London’s Hamilton Production Is Sold Out Until June 2018
On June 13, 2016 Mackintosh launched its official Hamilton UK website where more than 100,000 people registered to get priority booking for Hamilton's West End tickets. The Victoria Palace Theater, owned by producer Mackintosh and previously home to the hit show Billy Elliot, is undergoing an “extensive multi-million pound” renovation as it prepares to house Hamilton.
The majority of the 1500 tickets for the West End version of Hamilton were made available for sale to the public on January 30, 2017 for what the show is calling “Booking Period One”, which is for the performances from November 21 2017 to June 30 2018. All these tickets were completely sold out in six hours. Producers will make the small amount of remaining tickets from Booking Period One (that they initially held back) available for purchase at the end of September 2017 as theatre renovations at the Victoria Palace come to completion. The exact date for the release of these tickets will be announced when the show producers know exactly what seats will be available after they have adjusted the size of the stage and seat configuration for the strict Hamilton requirements. Details about both the daily and weekly ticket lotteries will also be announced at that time. Hamilton on Broadway had to drop the in-person lottery as it quickly became out of control, so the West End version will probably figure out the same.

> [Source data]

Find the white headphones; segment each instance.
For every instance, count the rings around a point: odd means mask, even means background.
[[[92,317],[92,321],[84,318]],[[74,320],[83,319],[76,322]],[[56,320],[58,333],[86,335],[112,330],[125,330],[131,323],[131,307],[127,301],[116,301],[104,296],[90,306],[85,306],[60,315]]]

> [Things to do]
1. How would you put this sentence from the Hamilton ticket text into Spanish: "All these tickets were completely sold out in six hours."
2. Can you turn the paragraph of the Hamilton ticket text that begins "On June 13, 2016 Mackintosh launched" into a short bulleted list that keeps its main facts?
3. Could you reproduce, word for word, the part of the Hamilton ticket text between "London’s Hamilton Production" and "to house Hamilton.", inclusive?
Rely only on the Hamilton ticket text, not on the data.

> [Solutions]
1. Todas estas entradas se agotaron por completo en seis horas.

2.
- On June 13, 2016, Mackintosh launched the official Hamilton UK website.
- More than 100,000 people registered there for priority booking of Hamilton's West End tickets.
- The Victoria Palace Theater will house Hamilton. Producer Mackintosh owns it, and it was previously home to Billy Elliot.
- The theater is undergoing an "extensive multi-million pound" renovation to prepare.

3.
London’s Hamilton Production Is Sold Out Until June 2018
On June 13, 2016 Mackintosh launched its official Hamilton UK website where more than 100,000 people registered to get priority booking for Hamilton's West End tickets. The Victoria Palace Theater, owned by producer Mackintosh and previously home to the hit show Billy Elliot, is undergoing an “extensive multi-million pound” renovation as it prepares to house Hamilton.